== GIVEN PASSAGE

His works are still omnipresent and continuously topical even 250 years after his birth. The Cyprus Symphony Orchestra celebrated this important anniversary for the music world and mankind with a series of concerts of Beethoven’s works in 2020. On this occasion we had the opportunity to talk to the director and chief conductor of the CySO, Jens Georg Bachmann.

How could Beethoven be described in 3 words?

Visionary, revolutionary, humanist.

In what sense was Beethoven innovative for his time?

After Haydn and Mozart, he was the one who, on the one hand, radically expanded the use of instruments (e.g. on the piano or: the kettledrum had never had such a relevant role in music history). On the other hand, he placed human emotions at the centre of musical expression in a universally valid way. He connected music and humanism forever.

What significance does Beethoven have for us today?

Beethoven’s music is an integral, central component of our classical music culture. His musical language is universal. He is a musical globalist in the best sense. This means that 250 years after his birth, the emotional message and meaning of his music has remained relevant and timeless.

====

WRITTEN TASKS:
(A) Decide whether each statement agrees with the Beethoven interview above, answering yes or no and quoting the exact words of the interview that settle it: (i) The Cyprus Symphony Orchestra marked the anniversary with a series of Beethoven concerts in 2020. (ii) Bachmann describes Beethoven in three words as a traditionalist. (iii) Before Beethoven, the kettledrum already had a role this relevant in music history.
(B) Write what comes next in the Beethoven interview, picking up after its final answer.

== EXTRACTED MATERIAL

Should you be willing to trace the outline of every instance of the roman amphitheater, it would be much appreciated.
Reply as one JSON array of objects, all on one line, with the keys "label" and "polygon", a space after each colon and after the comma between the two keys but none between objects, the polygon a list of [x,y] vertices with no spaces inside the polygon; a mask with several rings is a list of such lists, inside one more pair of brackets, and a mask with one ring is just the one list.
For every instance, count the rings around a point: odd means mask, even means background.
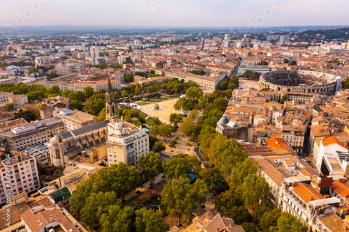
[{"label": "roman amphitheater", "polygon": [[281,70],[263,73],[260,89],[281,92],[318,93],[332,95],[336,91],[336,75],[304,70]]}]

====
== EXTRACTED MATERIAL

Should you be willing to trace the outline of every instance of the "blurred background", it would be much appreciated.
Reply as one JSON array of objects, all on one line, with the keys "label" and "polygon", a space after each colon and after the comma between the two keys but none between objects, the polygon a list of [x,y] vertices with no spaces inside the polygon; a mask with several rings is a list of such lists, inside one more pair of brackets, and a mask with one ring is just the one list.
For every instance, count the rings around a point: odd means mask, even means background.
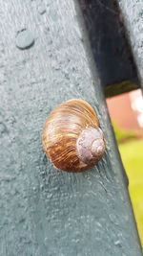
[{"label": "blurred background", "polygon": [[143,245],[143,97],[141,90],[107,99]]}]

====

EXPECTED RESPONSES:
(A)
(i) Yes: "The Cyprus Symphony Orchestra celebrated this important anniversary for the music world and mankind with a series of concerts of Beethoven’s works in 2020."
(ii) No: "Visionary, revolutionary, humanist."
(iii) No: "the kettledrum had never had such a relevant role in music history"

(B)
How will the Cyprus Symphony Orchestra celebrate Beethoven’s 250th birthday?

With a complete cycle: we will perform all 9 symphonies in the calendar year 2020, all piano concertos, the violin concerto, triple concerto and at Easter, in association with all music high schools in the country, the Choral Fantasy!

In addition to the performance of Beethoven’s symphonies, your programme also includes a family concert and the project with the music students. What is the best way to bring the music of Beethoven and other classical composers closer to the young generation?

By opening up to them the universal language of music and showing them the emotional relevance his music has for everyone. More specifically, we want to share Beethoven’s passion and our passion with young people. Or, as Beethoven said, “From the heart may it go to the heart.”

How do Cypriot audiences react to or receive Beethoven’s music?

No more differently than anywhere else. His music remains a magnet for audiences, and with the international and Cypriot soloists, we are delighted to be able to offer something exciting, varied and always stimulating for one and all at every concert. We are all very much looking forward to these concerts and I hope you are too!